■ WHAT TO WORK ON
Rewrite the records from the line with "Where can the black" to the line with "Target: black athletic shorts", replacing "athletic" with "running" and leaving everything else as it is.

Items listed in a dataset
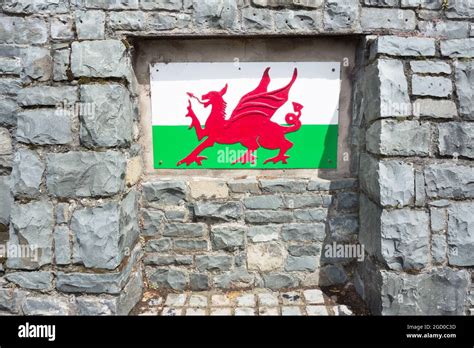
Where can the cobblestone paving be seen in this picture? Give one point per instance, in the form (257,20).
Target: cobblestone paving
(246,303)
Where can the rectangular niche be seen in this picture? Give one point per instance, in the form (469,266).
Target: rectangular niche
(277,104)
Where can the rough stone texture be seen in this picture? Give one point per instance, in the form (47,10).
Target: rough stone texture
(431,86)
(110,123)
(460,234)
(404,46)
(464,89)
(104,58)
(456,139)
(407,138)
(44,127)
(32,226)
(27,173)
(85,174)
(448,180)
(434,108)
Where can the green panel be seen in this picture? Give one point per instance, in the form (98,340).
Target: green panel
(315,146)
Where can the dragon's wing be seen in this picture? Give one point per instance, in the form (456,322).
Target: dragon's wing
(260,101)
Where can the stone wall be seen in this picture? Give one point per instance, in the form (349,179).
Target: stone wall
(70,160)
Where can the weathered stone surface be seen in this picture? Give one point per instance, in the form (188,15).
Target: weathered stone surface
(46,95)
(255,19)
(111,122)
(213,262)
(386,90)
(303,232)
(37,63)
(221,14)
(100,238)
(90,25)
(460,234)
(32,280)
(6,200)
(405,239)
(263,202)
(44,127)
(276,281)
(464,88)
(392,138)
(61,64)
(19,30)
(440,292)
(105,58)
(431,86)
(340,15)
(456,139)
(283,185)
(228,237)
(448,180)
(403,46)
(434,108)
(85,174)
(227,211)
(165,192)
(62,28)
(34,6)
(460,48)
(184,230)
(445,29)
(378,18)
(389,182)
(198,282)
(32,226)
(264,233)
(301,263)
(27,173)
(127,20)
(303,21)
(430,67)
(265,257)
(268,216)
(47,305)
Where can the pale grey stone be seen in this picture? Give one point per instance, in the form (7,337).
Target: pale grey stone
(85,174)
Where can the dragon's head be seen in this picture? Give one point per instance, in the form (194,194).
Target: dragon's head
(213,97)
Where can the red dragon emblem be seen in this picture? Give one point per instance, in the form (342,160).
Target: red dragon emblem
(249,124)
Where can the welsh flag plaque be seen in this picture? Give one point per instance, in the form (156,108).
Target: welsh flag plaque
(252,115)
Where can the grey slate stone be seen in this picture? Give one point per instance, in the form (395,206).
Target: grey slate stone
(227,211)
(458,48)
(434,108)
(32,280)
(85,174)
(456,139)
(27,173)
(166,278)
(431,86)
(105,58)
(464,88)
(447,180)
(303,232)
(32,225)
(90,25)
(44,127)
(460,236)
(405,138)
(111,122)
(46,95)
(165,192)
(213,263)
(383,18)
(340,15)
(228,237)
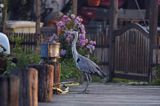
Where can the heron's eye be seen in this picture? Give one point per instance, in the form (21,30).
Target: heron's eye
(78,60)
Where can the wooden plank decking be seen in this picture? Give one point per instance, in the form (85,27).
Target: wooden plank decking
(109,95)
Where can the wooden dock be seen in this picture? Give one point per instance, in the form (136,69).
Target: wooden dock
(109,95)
==
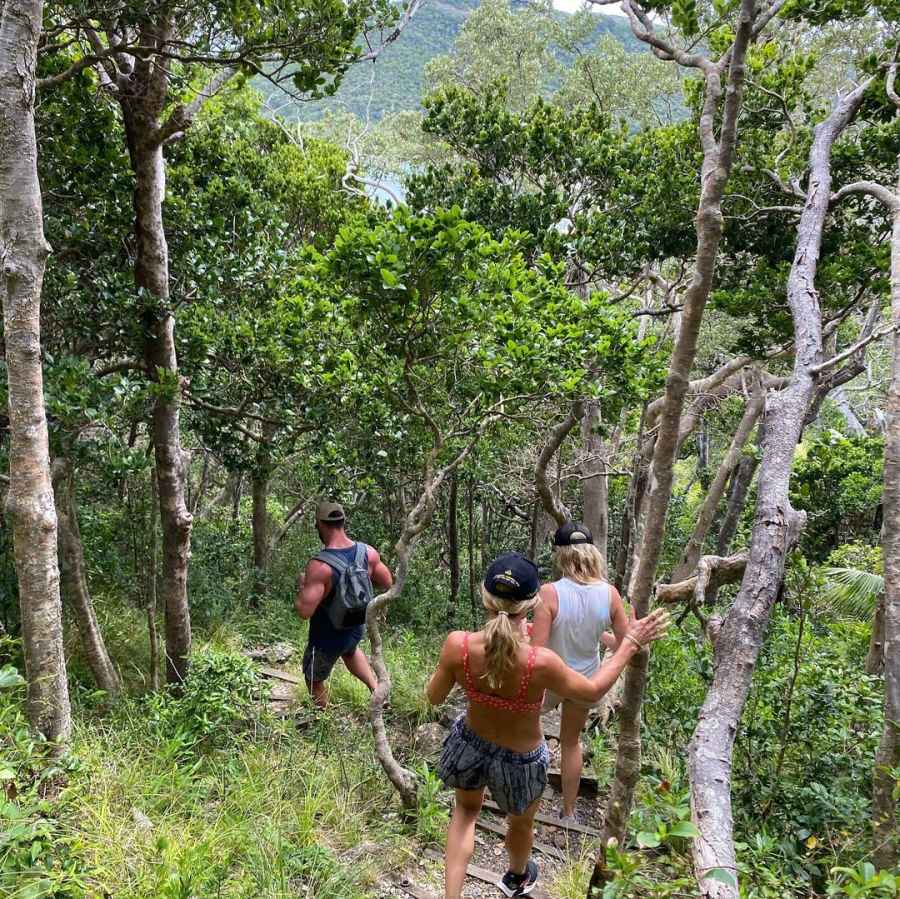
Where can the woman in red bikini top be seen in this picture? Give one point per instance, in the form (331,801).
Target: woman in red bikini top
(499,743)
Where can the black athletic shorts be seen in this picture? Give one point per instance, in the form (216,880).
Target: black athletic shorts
* * *
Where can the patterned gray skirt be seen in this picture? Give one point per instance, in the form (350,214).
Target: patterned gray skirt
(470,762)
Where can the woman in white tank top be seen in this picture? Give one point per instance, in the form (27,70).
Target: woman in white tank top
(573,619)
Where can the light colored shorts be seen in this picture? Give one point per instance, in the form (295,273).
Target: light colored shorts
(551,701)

■ ANSWER
Where can the black running shorts be seen in this picture? Give one point per instance, in the form (216,880).
Target: black running shorts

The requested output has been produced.